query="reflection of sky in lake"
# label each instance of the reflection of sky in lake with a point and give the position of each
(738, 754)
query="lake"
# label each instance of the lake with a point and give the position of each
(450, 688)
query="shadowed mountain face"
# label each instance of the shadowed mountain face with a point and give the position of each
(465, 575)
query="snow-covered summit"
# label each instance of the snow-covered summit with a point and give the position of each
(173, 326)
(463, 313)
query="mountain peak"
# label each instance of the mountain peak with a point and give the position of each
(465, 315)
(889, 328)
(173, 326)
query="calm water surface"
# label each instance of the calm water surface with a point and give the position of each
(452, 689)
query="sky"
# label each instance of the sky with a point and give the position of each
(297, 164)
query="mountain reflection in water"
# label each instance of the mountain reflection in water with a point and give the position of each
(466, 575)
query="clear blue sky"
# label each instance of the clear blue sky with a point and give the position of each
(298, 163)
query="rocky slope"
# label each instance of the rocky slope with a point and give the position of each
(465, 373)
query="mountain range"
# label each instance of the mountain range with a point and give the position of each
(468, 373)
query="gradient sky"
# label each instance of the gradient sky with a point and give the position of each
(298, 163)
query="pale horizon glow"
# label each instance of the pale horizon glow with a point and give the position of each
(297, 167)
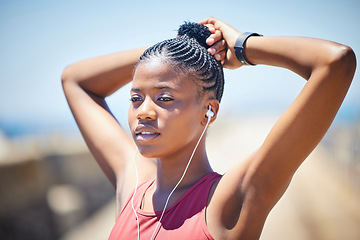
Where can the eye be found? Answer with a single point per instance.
(135, 99)
(165, 99)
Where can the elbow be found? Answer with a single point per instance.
(343, 61)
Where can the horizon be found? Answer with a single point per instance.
(40, 38)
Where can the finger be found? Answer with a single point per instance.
(209, 20)
(210, 27)
(220, 56)
(213, 38)
(217, 47)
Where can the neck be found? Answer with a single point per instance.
(171, 169)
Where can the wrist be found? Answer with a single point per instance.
(240, 47)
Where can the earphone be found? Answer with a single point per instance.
(209, 114)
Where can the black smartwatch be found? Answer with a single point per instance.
(239, 47)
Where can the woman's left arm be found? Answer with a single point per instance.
(328, 68)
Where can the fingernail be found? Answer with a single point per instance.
(211, 50)
(210, 41)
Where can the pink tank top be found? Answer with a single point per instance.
(183, 220)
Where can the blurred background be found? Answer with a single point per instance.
(51, 188)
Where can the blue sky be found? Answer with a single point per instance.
(39, 38)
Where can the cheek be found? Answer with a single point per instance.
(131, 118)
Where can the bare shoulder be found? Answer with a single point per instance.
(132, 176)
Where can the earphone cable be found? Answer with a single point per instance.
(182, 177)
(133, 196)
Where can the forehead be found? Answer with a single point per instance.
(155, 74)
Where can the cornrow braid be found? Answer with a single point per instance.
(189, 53)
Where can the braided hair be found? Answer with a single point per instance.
(188, 53)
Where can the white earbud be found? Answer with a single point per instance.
(209, 113)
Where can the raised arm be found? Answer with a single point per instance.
(86, 84)
(260, 182)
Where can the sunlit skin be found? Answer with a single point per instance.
(166, 108)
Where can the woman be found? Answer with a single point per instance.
(174, 86)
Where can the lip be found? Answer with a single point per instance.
(146, 133)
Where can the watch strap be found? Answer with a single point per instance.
(239, 47)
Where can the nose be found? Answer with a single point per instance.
(146, 110)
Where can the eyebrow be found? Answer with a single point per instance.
(160, 87)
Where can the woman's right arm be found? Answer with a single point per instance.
(86, 84)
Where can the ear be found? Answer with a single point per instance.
(214, 108)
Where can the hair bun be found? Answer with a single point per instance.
(196, 31)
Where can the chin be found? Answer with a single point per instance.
(148, 152)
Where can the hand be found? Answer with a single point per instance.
(222, 42)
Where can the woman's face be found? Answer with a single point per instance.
(165, 113)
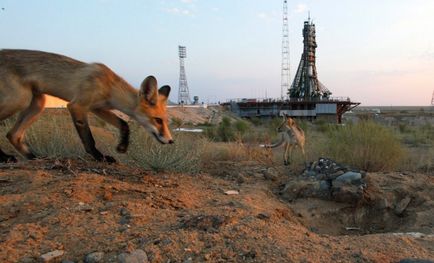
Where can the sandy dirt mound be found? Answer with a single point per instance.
(83, 207)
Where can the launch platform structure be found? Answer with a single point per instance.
(308, 97)
(306, 85)
(183, 93)
(285, 75)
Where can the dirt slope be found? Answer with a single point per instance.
(82, 207)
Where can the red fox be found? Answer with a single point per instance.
(26, 76)
(291, 136)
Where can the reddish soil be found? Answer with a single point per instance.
(82, 207)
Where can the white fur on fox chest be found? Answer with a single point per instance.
(290, 137)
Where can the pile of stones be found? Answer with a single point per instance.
(326, 179)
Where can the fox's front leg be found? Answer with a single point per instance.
(285, 155)
(79, 117)
(122, 125)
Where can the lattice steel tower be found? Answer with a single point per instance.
(183, 94)
(432, 99)
(285, 53)
(306, 84)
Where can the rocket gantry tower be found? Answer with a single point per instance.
(285, 75)
(306, 85)
(183, 93)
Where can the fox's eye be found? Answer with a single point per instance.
(159, 121)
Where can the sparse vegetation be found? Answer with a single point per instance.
(365, 145)
(182, 157)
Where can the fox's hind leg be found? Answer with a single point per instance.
(25, 119)
(81, 123)
(11, 103)
(6, 158)
(122, 125)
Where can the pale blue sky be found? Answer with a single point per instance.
(376, 52)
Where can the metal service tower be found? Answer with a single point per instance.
(306, 85)
(285, 77)
(183, 95)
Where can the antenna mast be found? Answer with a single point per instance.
(183, 95)
(432, 99)
(285, 53)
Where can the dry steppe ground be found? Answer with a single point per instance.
(79, 206)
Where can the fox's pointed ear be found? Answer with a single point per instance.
(149, 90)
(164, 91)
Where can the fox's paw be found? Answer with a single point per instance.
(108, 159)
(8, 159)
(122, 148)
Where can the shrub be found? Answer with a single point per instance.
(177, 122)
(51, 136)
(234, 152)
(181, 157)
(365, 145)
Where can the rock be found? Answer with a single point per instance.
(84, 207)
(310, 173)
(335, 175)
(270, 174)
(208, 223)
(94, 257)
(137, 256)
(263, 215)
(402, 205)
(349, 177)
(52, 256)
(325, 185)
(347, 193)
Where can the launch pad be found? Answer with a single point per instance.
(307, 97)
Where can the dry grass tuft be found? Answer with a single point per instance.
(365, 145)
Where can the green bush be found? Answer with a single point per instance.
(365, 145)
(181, 157)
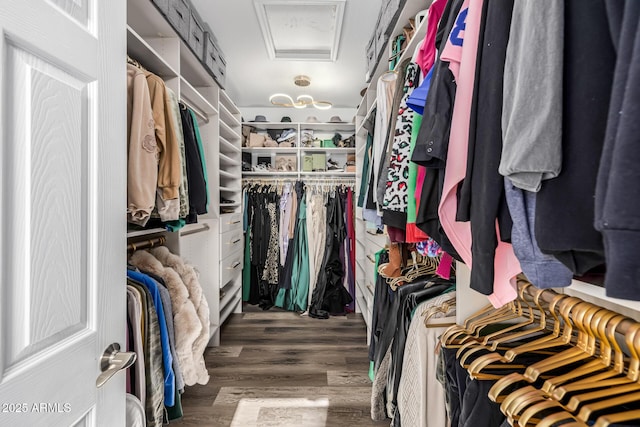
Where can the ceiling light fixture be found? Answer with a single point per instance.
(284, 100)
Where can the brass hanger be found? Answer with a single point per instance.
(539, 401)
(526, 398)
(620, 417)
(565, 306)
(502, 336)
(487, 359)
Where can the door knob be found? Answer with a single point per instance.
(112, 361)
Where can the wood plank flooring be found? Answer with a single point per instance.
(276, 368)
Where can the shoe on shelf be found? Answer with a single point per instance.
(348, 142)
(262, 167)
(332, 165)
(286, 134)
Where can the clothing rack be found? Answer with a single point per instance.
(196, 110)
(349, 182)
(548, 295)
(145, 244)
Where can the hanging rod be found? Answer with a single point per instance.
(327, 180)
(145, 244)
(547, 295)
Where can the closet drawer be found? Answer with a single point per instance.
(179, 16)
(214, 59)
(230, 222)
(231, 242)
(196, 35)
(162, 5)
(230, 268)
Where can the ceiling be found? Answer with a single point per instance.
(252, 77)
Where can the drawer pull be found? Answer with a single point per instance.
(205, 227)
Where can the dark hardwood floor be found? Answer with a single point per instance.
(276, 368)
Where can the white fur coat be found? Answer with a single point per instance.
(187, 317)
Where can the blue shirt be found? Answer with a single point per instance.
(167, 360)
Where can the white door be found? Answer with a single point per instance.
(62, 200)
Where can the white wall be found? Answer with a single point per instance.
(275, 114)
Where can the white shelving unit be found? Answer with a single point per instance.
(152, 41)
(321, 131)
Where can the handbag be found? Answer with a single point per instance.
(256, 140)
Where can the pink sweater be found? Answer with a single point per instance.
(463, 65)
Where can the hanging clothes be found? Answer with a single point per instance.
(169, 165)
(329, 295)
(396, 194)
(142, 165)
(195, 172)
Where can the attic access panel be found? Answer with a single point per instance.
(301, 30)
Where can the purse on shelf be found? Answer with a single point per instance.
(256, 140)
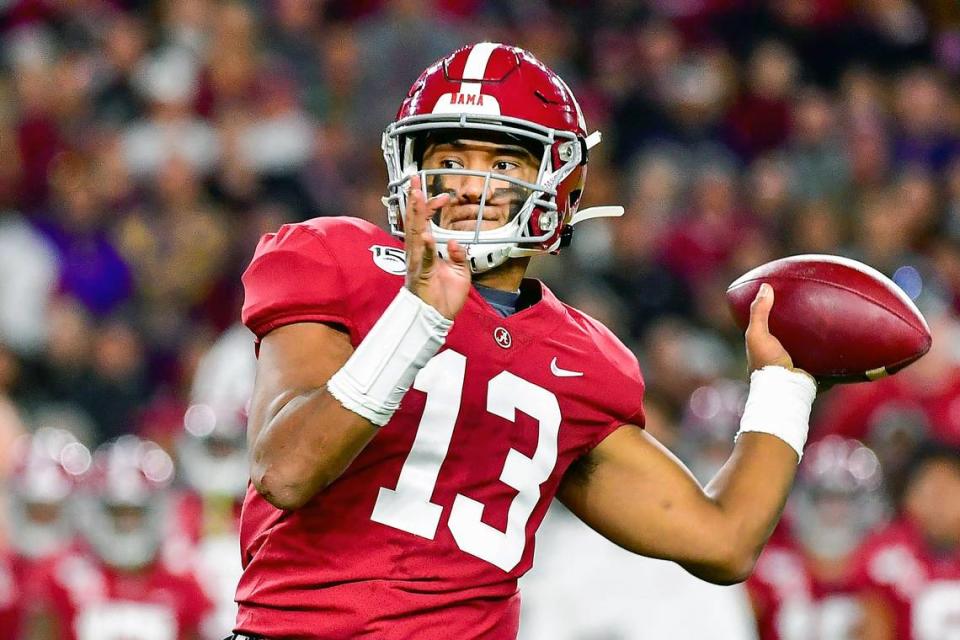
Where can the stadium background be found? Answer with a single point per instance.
++++++++
* TASK ITEM: Please retype the records above exactly, but leave out any pictures.

* RESPONSE BELOW:
query="reflection of sky in lake"
# label each instance of the reflection of sky in lake with a point and give the position of each
(738, 754)
query="lake"
# label each instance of the lake with a point and give the position of each
(450, 688)
query="shadowed mountain face"
# label each instance of the shadowed mountain face with a point and give the position of each
(465, 575)
query="snow-covered summit"
# label each instance of the snow-covered summit with a point and give the position of each
(173, 326)
(463, 313)
query="mountain peak"
# label each instance of the mountain peak with a point and give the position of each
(465, 315)
(889, 328)
(173, 326)
query="calm water surface"
# label each instance of the calm water surface with a point and give the position of each
(452, 689)
query="sky"
# label each instance of the sky with a point and give the position of each
(297, 164)
query="mountain reflection in water"
# label each instance of the mountain reflection in water with a point and give the position of each
(466, 575)
query="clear blue sky"
# label each instance of the clear blue sky with a point and give the position of each
(298, 163)
query="rocky slope"
# label each instance of the rocky slope with a point and give the position of each
(465, 373)
query="mountain range"
# label each instance of the mountain range with a point and give the position of each
(468, 373)
query="gradient sky"
# label each instance of the gradient sky with a point and give the position of each
(298, 163)
query="pale horizon glow"
# label each instance of the pale horizon glow with a point and give the position of each
(297, 167)
Where can the eye be found? Answer with a single point per instance.
(135, 99)
(165, 99)
Where can the elbow be found? Answer with a single point per instance.
(343, 61)
Where can the horizon be found? Answer with a single point per instance.
(40, 38)
Where can the finger be found? Answer with a single point per instance.
(209, 20)
(210, 27)
(220, 56)
(213, 38)
(217, 47)
Where can the neck be found? Answer with a single point per instance.
(171, 169)
Where can the wrist be found? Answer with a single point per instance.
(240, 47)
Where can the earphone be found? Answer with a single point per instance.
(209, 114)
Where can the black smartwatch be found? Answer with a single point per instance.
(239, 47)
Where can the woman's left arm be found? Answer with a single point per instance.
(328, 68)
Where can the fingernail be found? Answer with a single point per instance.
(211, 50)
(210, 41)
Where can the pink tank top be found? Answer with a single point per instance.
(183, 220)
Where can the blurred background be found? Answer with a single point per instance.
(51, 188)
Where can the blue sky be found? Answer with a single point per instance.
(39, 38)
Where can the cheek be found? Answer with a single point per instance.
(131, 118)
Where can the bare shoulder be found? Answer with a single point per instance.
(132, 176)
Where can the earphone cable be found? Answer with a single point per instance.
(182, 177)
(133, 196)
Where can the forehead be found? Answer with a single point per instance.
(155, 74)
Where can the cornrow braid be found? Answer with a single point per instance.
(189, 53)
Where can the braided hair be found? Answer with a single point per instance.
(188, 53)
Where can the white earbud be found? Answer with a single point per instance.
(209, 113)
Where can the raised arm be found? Answer with a single point per instance.
(86, 84)
(260, 182)
Where can the sunlit skin be found? Answer with a single point per instance.
(166, 108)
Where can the woman be found? Answer with a single point per instance.
(174, 86)
Where can the lip be found? Answer with a single point per instance.
(146, 133)
Where can the watch strap be found? Answer with a single point per instance.
(239, 47)
Where can the nose be found? Answer with a single point per instance.
(146, 110)
Where can the eyebrow be found? Answer with a single point per instance.
(160, 87)
Where can the woman's right arm be found? Answer with a single point per instance.
(86, 84)
Where can the ear be found? Answer with a single point per instance.
(214, 108)
Where can the hair bun be found? Answer with a single point per instance.
(196, 31)
Where can the chin be found? Answer with a single point per instance.
(148, 152)
Where can the hand be found? Answer with a single point per instance.
(222, 42)
Where can the woman's face be found? Answer with a single point per instance.
(165, 113)
Where can the sandy dirt mound be found? Answer with a single point per instance.
(83, 207)
Where can the launch platform structure be found? Answer with a single point per instance.
(308, 97)
(306, 85)
(183, 93)
(285, 75)
Where can the dirt slope be found? Answer with a single point per instance.
(82, 207)
Where can the red fox be found? Answer with a single point per instance.
(26, 76)
(291, 136)
Where can the reddish soil be found? Answer with a single point per instance.
(82, 207)
Where can the white fur on fox chest be found? Answer with a single point per instance.
(290, 137)
Where can the pile of stones be found? Answer with a single point per instance.
(326, 179)
Where can the fox's front leg be found? Answer with a single point per instance.
(285, 155)
(79, 117)
(122, 125)
Where can the lattice steel tower be found? Answer with a single point per instance.
(183, 94)
(432, 99)
(285, 53)
(306, 84)
Where can the rocket gantry tower be found? Answer with a single point per instance.
(285, 75)
(306, 85)
(183, 93)
Where can the fox's eye be found? Answer with a single point per instance.
(159, 121)
Where can the sparse vegetation be found? Answer with a single point per instance.
(365, 145)
(182, 157)
Where can the fox's hind leg be found? Answer with a single point per instance.
(25, 119)
(81, 123)
(11, 103)
(6, 158)
(122, 125)
Where can the pale blue sky be found? Answer with a single point per instance.
(376, 52)
Where can the metal service tower be found? Answer with a single point per instance.
(306, 85)
(285, 77)
(183, 95)
Where can the antenna mast be found? Answer with a single point per instance.
(183, 95)
(432, 99)
(285, 53)
Where can the dry steppe ground be found? Answer with a single point per instance.
(79, 206)
Where can the fox's pointed ear be found? Answer with a single point per instance.
(149, 90)
(164, 91)
Where can the fox's paw be found? Answer with a single point per instance.
(108, 159)
(8, 159)
(122, 148)
Where can the shrub be found? Answer with a single point per instance.
(177, 122)
(51, 136)
(234, 152)
(181, 157)
(365, 145)
Where can the rock be found? Answer with a single point per instance.
(84, 207)
(310, 173)
(335, 175)
(270, 174)
(208, 223)
(94, 257)
(137, 256)
(263, 215)
(402, 205)
(349, 177)
(52, 256)
(325, 185)
(347, 193)
Where can the launch pad be found? Answer with a single point per instance.
(307, 97)
Where can the dry grass tuft be found? Answer with a single point per instance.
(365, 145)
Where can the green bush be found? Answer with a single point per instance.
(365, 145)
(181, 157)
Where can the ceiling light fixture be found? Answer with a single point per instance.
(284, 100)
Where can the brass hanger be found? Answer with a single point per instance.
(539, 401)
(526, 398)
(620, 417)
(565, 306)
(502, 336)
(487, 359)
Where can the door knob be found? Answer with a single point per instance.
(112, 361)
Where can the wood plank flooring be found? Answer with a single point per instance.
(276, 368)
Where can the shoe on shelf be found? Answer with a single point per instance.
(348, 142)
(262, 167)
(332, 165)
(286, 134)
Where can the clothing rack be found? Answer with a single point per instance.
(196, 110)
(349, 182)
(548, 295)
(145, 244)
Where can the hanging rod be found? Answer with a single point per instance.
(327, 180)
(145, 244)
(547, 295)
Where can the closet drawer be found? Answer with a single point per instance.
(179, 16)
(214, 59)
(230, 222)
(231, 242)
(196, 35)
(162, 5)
(230, 268)
Where can the ceiling be found? Answer with a single point per instance.
(252, 77)
Where can the drawer pull be found? Answer with a single point per instance.
(205, 227)
Where can the dark hardwood floor be found? Answer with a single point per instance.
(276, 368)
Where can the white fur coat be found? Answer with a single point per instance.
(187, 317)
Where can the blue shirt be found? Answer with a single point per instance.
(167, 360)
Where can the white door be found? Answer with a single point per instance.
(62, 200)
Where can the white wall be found? Answer with a single point per instance.
(275, 114)
Where can the white shelving unit be found? Answer with a single point per instance.
(152, 41)
(321, 131)
Where can the handbag be found? Answer with a single point per instance.
(256, 140)
Where can the pink sweater be found? Answer with a single point per instance.
(463, 65)
Where can the hanging clothes be found? Answer with a single point per instance.
(169, 165)
(329, 295)
(396, 194)
(142, 165)
(195, 172)
Where can the attic access panel be found? Answer with a single point per instance.
(301, 30)
Where can the purse on shelf be found? Answer with a single point per instance.
(256, 140)
Where can the stadium background be found? Answer with a single point per instance.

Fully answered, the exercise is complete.